(Beginning of Material shown)
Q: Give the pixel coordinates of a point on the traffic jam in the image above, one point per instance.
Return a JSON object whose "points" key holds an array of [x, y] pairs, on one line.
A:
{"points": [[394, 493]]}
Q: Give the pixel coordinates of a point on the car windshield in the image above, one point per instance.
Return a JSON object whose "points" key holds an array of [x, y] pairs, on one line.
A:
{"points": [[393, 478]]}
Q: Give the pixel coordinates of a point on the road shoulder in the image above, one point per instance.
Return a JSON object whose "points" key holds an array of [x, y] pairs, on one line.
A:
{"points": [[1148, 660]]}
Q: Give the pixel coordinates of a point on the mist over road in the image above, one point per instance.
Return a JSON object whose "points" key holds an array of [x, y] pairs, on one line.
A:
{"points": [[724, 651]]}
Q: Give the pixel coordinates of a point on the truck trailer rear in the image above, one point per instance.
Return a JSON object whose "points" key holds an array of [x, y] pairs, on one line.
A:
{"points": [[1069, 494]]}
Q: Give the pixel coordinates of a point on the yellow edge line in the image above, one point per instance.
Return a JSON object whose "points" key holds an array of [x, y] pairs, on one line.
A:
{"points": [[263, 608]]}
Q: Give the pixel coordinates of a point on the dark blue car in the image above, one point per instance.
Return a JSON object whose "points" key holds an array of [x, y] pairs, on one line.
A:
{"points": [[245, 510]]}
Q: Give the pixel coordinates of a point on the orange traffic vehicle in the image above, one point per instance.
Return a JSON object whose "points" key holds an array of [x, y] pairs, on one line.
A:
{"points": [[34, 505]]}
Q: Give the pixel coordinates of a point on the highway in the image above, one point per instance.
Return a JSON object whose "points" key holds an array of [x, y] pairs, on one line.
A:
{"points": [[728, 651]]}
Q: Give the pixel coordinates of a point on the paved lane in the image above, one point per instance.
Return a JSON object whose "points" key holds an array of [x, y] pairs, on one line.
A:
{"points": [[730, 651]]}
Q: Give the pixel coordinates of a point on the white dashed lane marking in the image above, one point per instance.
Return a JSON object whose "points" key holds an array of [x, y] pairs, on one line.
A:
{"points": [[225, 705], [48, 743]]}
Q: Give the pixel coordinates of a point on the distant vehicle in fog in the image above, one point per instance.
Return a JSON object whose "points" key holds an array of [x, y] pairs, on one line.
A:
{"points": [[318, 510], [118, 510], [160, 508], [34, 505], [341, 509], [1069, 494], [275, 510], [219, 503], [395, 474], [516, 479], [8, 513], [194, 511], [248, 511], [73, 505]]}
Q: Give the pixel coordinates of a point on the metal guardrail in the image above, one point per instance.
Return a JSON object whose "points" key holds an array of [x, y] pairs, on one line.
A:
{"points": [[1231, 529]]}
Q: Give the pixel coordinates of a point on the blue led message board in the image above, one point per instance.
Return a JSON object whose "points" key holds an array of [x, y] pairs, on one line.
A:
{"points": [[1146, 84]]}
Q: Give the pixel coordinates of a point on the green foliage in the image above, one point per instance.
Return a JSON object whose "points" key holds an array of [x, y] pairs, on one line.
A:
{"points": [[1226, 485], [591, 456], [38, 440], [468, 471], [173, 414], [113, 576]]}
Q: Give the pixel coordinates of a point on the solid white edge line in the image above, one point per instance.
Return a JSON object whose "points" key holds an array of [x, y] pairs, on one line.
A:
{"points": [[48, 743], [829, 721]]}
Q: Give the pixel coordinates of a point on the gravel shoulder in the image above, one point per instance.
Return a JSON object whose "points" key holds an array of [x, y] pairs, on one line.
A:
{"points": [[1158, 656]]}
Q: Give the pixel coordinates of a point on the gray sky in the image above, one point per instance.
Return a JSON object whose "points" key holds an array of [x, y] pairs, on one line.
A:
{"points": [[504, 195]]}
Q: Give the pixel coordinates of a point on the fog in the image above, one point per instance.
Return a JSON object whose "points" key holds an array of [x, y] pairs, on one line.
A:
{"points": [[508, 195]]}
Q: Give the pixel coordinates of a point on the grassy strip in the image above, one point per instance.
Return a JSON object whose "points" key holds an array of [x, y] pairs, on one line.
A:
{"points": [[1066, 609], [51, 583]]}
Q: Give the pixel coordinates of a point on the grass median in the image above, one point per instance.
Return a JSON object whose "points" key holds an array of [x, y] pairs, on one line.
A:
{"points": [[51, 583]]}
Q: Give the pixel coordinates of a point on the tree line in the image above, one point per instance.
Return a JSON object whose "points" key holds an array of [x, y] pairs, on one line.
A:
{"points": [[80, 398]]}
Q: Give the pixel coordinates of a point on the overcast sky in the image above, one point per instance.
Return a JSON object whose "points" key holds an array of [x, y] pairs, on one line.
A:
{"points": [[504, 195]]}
(End of Material shown)
This exercise asks for every line of the records to be repeated exactly.

▸ **Result below**
Q: Give the pixel coordinates of a point on the traffic jam in the image above, one point per instance.
Return a JSON object whose "points" key holds an array of [x, y] pairs, on one line.
A:
{"points": [[394, 493]]}
Q: Give the pixel coordinates of a point on the car windshield in the image above, one point per instance.
Return a JSON object whose "points" key holds an array of [x, y] pairs, on one line.
A:
{"points": [[393, 478]]}
Q: Give the pixel coordinates of a point on the road shoulder in the image above, one point per instance.
Return a JSON object whose "points" key holds an array of [x, y] pairs, on one line.
A:
{"points": [[1148, 660]]}
Q: Give the pixel coordinates of a point on the mist over road in the image above, one point per instance.
Return a JSON object whose "points" key holds an array of [x, y] pairs, on one line.
A:
{"points": [[724, 651]]}
Q: Give the pixel coordinates of a point on the truck trailer rear in the image above, one point per instance.
Return a JSON object whose "points" key holds an array of [x, y] pairs, on one line.
A:
{"points": [[1069, 494]]}
Q: Give the pixel coordinates of a point on the yellow edge line in the image above, one point per instance.
Return a JSON object whose "points" key holds an array of [x, y] pairs, on one line.
A:
{"points": [[263, 608]]}
Q: Give the pixel coordinates of a point on the dark blue car in the image above, one point per instance.
Return a JSON object whose "points" key holds an array of [x, y] pairs, on one line.
A:
{"points": [[245, 510]]}
Q: Give the pixel coordinates of a point on the orange traffic vehicle in the image above, one point per instance.
Return a JSON object whose "points" key holds an array of [x, y] pairs, on one line.
A:
{"points": [[34, 505]]}
Q: Give the pixel coordinates of a point on the highway in the image above, one point per instance.
Return a JSON object whose "points" key holds an array of [x, y] pairs, on one line.
A:
{"points": [[728, 651]]}
Q: Give the pixel coordinates of a point on the paved lane in the image above, one point per instance.
Return a JSON object whose "points" key holds an array of [x, y] pairs, on one line.
A:
{"points": [[730, 651]]}
Q: Give the pixel coordinates of a point on the white dashed lane marking in the image above, one point per instance.
Return a JSON object whose "points" key holds an array of [x, y] pairs, on one line.
A:
{"points": [[225, 705], [48, 743]]}
Q: Give the pixel coordinates of a point on the distant vehicle in fog in the image above, one point per instance.
Return a JSON object whose "points" key holds an array of [x, y] pairs, on one line.
A:
{"points": [[318, 510], [118, 510], [160, 508], [34, 505], [341, 509], [1069, 494], [275, 510], [219, 503], [395, 474], [516, 479], [8, 513], [194, 511], [248, 511], [73, 505]]}
Q: Give the pixel coordinates of a point on the metal guardrail in the image above, one point per instance.
Return a JSON object whose "points" key holds an array of [x, y] pairs, on one line.
A:
{"points": [[1231, 529]]}
Q: Give the pixel coordinates of a point on the blue led message board in the image above, one point per instance.
Return a JSON object whose "points" key holds an array of [x, y] pairs, on one line.
A:
{"points": [[1146, 84]]}
Q: Give the pixel coordinates of a point on the green foliage in the image above, one point per instance.
Return a JSON object whose "points" key holds an array of [x, y] pairs, on one line.
A:
{"points": [[1226, 485], [591, 456], [38, 440], [468, 471], [173, 414], [113, 576]]}
Q: Give the pixel coordinates of a point on the solid white edge line in the image above, one point per instance.
Return a JSON object whose "points" key holds an array of [x, y] pairs, on one line.
A:
{"points": [[48, 743], [829, 721]]}
Q: Give the pixel coordinates of a point on the gravel shoulder in the image above, one point per instance.
Return a JSON object whose "points" key holds an array of [x, y] pairs, on one line.
A:
{"points": [[1158, 656]]}
Q: Give the pixel coordinates of a point on the gray sky in the image above, one point per instance.
Return a JSON object whose "points" key holds an array of [x, y] pairs, on one line.
A:
{"points": [[504, 195]]}
Q: Give the pixel coordinates of a point on the fog in the image above, one point per instance.
Return a JSON object whose "points" key holds an array of [x, y] pairs, on one line.
A:
{"points": [[508, 195]]}
Q: Give the pixel coordinates of a point on the grassy strip in the image above, one point per instance.
Return a JSON object whose "points" key holds an array of [x, y] pairs, on one line.
A:
{"points": [[1066, 609], [51, 583]]}
Q: Give the pixel coordinates of a point on the grass median in the image above, one point per instance.
Return a JSON object whose "points" key holds an array of [x, y] pairs, on one line.
A:
{"points": [[51, 583]]}
Q: Give the pixel coordinates of a point on the tree line in the image above, one point per instance.
Return a JSON object whose "points" key holds an array of [x, y] pairs, on one line.
A:
{"points": [[80, 398]]}
Q: Give the pixel coordinates of a point on the overcast sky in the image above, one point per instance.
Return a JSON object whose "points" key holds an array of [x, y] pairs, on one line.
A:
{"points": [[504, 195]]}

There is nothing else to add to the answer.